Consigne 1 >>
Quelles lignes des entrées contiennent le mot « navy » ? Repérez-les et recopiez-les toutes, en tenant compte de la casse.

Romain Attanasio change de dimension à bord du Malizia II : « Il faut en tirer sa quintessence »

Course au large
Par Mahault Malmont-Marchal

Après deux participations au Vendée Globe bouclées respectivement en 110 et 90 jours à bord d’anciens bateaux à dérives droites, Romain Attanasio réalise son rêve en achetant le Malizia II, l’ancien foiler de Boris Hermann. Le skipper savoure ses envolés sur l’eau comme ses camarades avant lui et vise les plus belles places sur les prochaines courses.

©Andre Carmo
Après deux participations au Vendée Globe bouclées respectivement en 110 et 90 jours à bord d’anciens bateaux à dérives droites, Romain Attanasio réalise son rêve en achetant le Malizia II, l’ancien foiler de Boris Hermann. Le skipper savoure ses envolés sur l’eau comme ses camarades avant lui et vise les plus belles places sur les prochaines courses.

Quelques mots sur le rachat du Malizia II ?

"Mes contrats de sponsoring prenaient fin à l’arrivée du Vendée Globe. Quinze jours avant d’arriver aux Sables d’Olonne je commençais déjà à appeler des partenaires et à travailler pour la suite alors même que j’étais toujours en mer. J’ai appelé Boris Hermann pour savoir si son bateau était toujours à vendre… Négatif, il était promis à Damien Seguin. Entre-temps j’ai contacté l’un de mes partenaires et je lui ai proposé d’acheter ce bateau avec moi, parce qu’il était trop cher pour moi seul. Il a accepté, j’ai donc rappelé Boris et je lui ai dis, si ça ne fonctionne pas avec Damien (Seguin), rappelle-moi. C’est finalement ce qu’il s’est produit et c’est comme ça que nous avons réussi à avoir ce fabuleux bateau, qui était pour moi le meilleur rapport qualité/prix entre un bateau à foils et un bateau neuf."

(Enregistrements sources)
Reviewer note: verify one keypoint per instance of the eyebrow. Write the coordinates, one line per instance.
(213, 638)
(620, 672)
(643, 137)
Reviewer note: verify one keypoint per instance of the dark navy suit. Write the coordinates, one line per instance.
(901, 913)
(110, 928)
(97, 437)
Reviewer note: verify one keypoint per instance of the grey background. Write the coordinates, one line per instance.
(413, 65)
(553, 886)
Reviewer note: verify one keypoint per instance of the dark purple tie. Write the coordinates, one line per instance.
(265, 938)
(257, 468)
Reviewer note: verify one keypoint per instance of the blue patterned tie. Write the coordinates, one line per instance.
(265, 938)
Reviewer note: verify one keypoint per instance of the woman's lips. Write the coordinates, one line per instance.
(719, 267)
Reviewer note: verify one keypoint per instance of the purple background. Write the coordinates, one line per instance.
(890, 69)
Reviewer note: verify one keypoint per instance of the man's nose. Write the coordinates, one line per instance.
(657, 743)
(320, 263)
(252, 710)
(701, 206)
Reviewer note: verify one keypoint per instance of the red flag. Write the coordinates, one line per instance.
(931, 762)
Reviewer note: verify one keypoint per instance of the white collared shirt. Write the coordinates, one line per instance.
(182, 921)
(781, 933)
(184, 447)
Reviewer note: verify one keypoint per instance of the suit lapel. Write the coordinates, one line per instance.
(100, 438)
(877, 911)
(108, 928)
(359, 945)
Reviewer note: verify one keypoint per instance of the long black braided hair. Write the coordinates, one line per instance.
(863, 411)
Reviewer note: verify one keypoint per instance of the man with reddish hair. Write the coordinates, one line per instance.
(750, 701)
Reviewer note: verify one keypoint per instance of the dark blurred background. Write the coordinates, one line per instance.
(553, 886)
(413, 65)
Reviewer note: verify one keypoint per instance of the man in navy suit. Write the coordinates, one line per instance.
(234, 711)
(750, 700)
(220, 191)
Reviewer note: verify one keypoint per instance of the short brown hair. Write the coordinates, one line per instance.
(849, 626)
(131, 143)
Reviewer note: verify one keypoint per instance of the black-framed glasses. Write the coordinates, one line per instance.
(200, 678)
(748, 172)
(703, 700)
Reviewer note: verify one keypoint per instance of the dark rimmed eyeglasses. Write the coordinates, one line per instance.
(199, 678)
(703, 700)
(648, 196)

Consigne 2 >>
Pouvez-vous reformuler sous forme de liste le paragraphe de l'article qui commence par « Mes contrats de sponsoring prenaient fin », en conservant ses faits principaux ?

Résultat 1 >>
Reviewer note: verify one keypoint per instance of the dark navy suit. Write the coordinates, one line per instance.
Reviewer note: verify one keypoint per instance of the man in navy suit. Write the coordinates, one line per instance.

Résultat 2 >>
- Les contrats de sponsoring de Romain Attanasio prenaient fin à l'arrivée du Vendée Globe.
- Quinze jours avant d'arriver aux Sables d'Olonne, encore en mer, il appelait déjà des partenaires pour préparer la suite.
- Il a demandé à Boris Hermann si son bateau était à vendre, mais celui-ci était promis à Damien Seguin.
- Il a proposé à l'un de ses partenaires d'acheter le bateau avec lui, car il était trop cher pour lui seul, et ce partenaire a accepté.
- Il a demandé à Boris Hermann de le rappeler si l'affaire avec Damien Seguin échouait, ce qui s'est finalement produit.
- Ils ont ainsi obtenu ce bateau, qui offrait selon lui le meilleur rapport qualité/prix entre un bateau à foils et un bateau neuf.